In the coastal-temperate climate where I live, the change of seasons is less an edict than a long conversation. Nights are getting cooler here and there’s some rain in the forecast, but most afternoons are still swimmingly warm, even this late in the year. Whether summer is saying a slow goodbye where you are, or you’re remembering it fondly while you put on your parka and head out to shovel the driveway, here are a couple of look-backs evoking sunnier days.
LEMON TREE, HUMMINGBIRD
In the café garden, at the table underneath the lemon tree,
I glance into the branches overhead each time
I hear that diving thrum, too headlong for honeybees,
and at last I spot him, hovering inside the leafy canopy
on blurred wings before he perches on a twig,
flicks wingtips, darts stiletto beak to left and right,
and settles, longer than I’ve seen one of his kind
consent to sit. Each time I look away and then look back
I nearly miss him, small and sober in green shade,
gray belly-down and short tail-fan as everyday
as any tiny resting bird’s. Time stretches out to measure
both his heartbeat and mine; I swear I see him sigh,
relax into a moment’s grace from showmanship and speed –-
unchallenged now by predator or rival inside this dome
of green and yellow, leaf-sheltered, unobserved
except by one too large and still to see. Five minutes
by my heartbeat, a long slow rest by his, and now his wings
begin again to blur; he flight-hops to another twig, a branch,
the next, zooms through the leafy cover and aloft
into his sunlit aerial sweetness-sipping day.
ANOTHER POEM WITH ROSEMARY IN IT
I have already written one poem with rosemary
rooted at its heart, the pungent metaphor
of that aroma lively in a garden (and on my skin)
a whole day after pruning.
And there is more to say:
about its tough and woody branches, the dull
and dusty green of its needles, the workaday blue flowers
that cling at intervals along the tenderest stems;
about its stoic growing habits, endless sun and sand-dry soil
no trouble, it digs in and thrives without complaint,
daunted by nothing really except the sides of a container,
its hardy roots inclined to sulk and wither when
they find themselves confined.
Above all (and it bears
repeating in more poems than one) the operatic volume
of that scent and, if you are so bold, that flavor –-
as if some plain and weathered worker on an hourly wage
tipped back his head unbidden, poured out Puccini
in purest loudest tenor, making a theatre of garden,
kitchen, stockpot, roasting pan; for such a gruff
and sturdy earthbound grower, its taste is best enjoyed
ethereally, an aria borne on softened evening air
from open windows to the street below.
Bees enjoy
its flowers, and I would enjoy, once, tasting honey
from a rosemary-fed hive, I would enjoy forever
the sunlit humming garden where enough rosemary
blossomed, to keep that hive in honey.
[You can listen to an audio rendition of the poems (spoken, not sung) using the little widget above the photograph.]
“Lemon Tree, Hummingbird” is poem-as-journalism, reportage of the breaking news that hummingbirds do actually rest for more than ten seconds at a time. Logically that had to be true, but I’d never seen it happen before … and to watch it happen while I was sitting outside on a warm day under the canopy of a lemon tree, nearly losing sight of that tiny bird over and over because of the dapple of leaf and shadow and because I had the privilege of observing him from his least flashy angle — it felt like the best kind of exclusive.

**DATA BLOCK:**
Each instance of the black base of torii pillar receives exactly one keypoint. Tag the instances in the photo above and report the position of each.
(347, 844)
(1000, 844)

**EXERCISE A:** Could you retype the passage of the hummingbird and rosemary poems post that opens with the words containing "ANOTHER POEM WITH" and closes with "on my skin)", keeping every word and mark unchanged?
**EXERCISE B:** How would the post with the hummingbird and rosemary poems go on? Write what comes next, starting right after its final sentence.

**OUTPUT A:**
ANOTHER POEM WITH ROSEMARY IN IT
I have already written one poem with rosemary
rooted at its heart, the pungent metaphor
of that aroma lively in a garden (and on my skin)

**OUTPUT B:**
The other poem of mine that has rosemary in it was featured in my very first Substack post. In that poem the rosemary performed with distinction as a metaphor for a particular kind of admirable defiance. In this poem it is all about its own distinctive self … and hey, it’s just occurred to me why the suchness of rosemary drew me back for a second round of writing. Quick story: I did a certain amount of public singing in my teens and twenties — no, not opera, mostly the kinds of songs you can accompany with fairly basic guitar, but I had some pipes and used them confidently, in churches and at camps and other small gatherings. After one performance I heard someone remark, “You wouldn’t think to look at her that she could sing like that.” There are a lot of ways to react to a *cough* compliment of that kind, and at different times I’ve had all those reactions. The one that stays with me, though? A long, slow, knowing smile as I reflect on my secret super-powers, the capacities that you’d have no idea, looking at me, are mine to wield. This is my affinity with rosemary. Who’d know, looking at its unflashy workaday self, that its aroma and taste can sing the way they do? And oh my, how they sing.
I’ve billed these as summertime poems, even though neither of them explicitly mention a season. The green-and-yellow of the lemon tree’s shade, though, the music through the open window, the buzz of the bees in that imagined rosemary garden … if you came here looking for some summer, I hope you’ve come away warm.
Listening to you read it, a pleasure, other things pop out- this part especially
"daunted by nothing really except the sides of a container,
its hardy roots inclined to sulk and wither when
they find themselves confined."
Which is so like us peoples. I love anthropomorphism even though all creature suffer when compared to us because they are first class and we are, often, not.
This comment is coming to you late but perhaps all the more with thanks for warming me here is days and days of heavy fog. And though I do like fog for its playfulness, I needed the warming of your musings of lemon, rosemary and resting hummers. Very fine in deed!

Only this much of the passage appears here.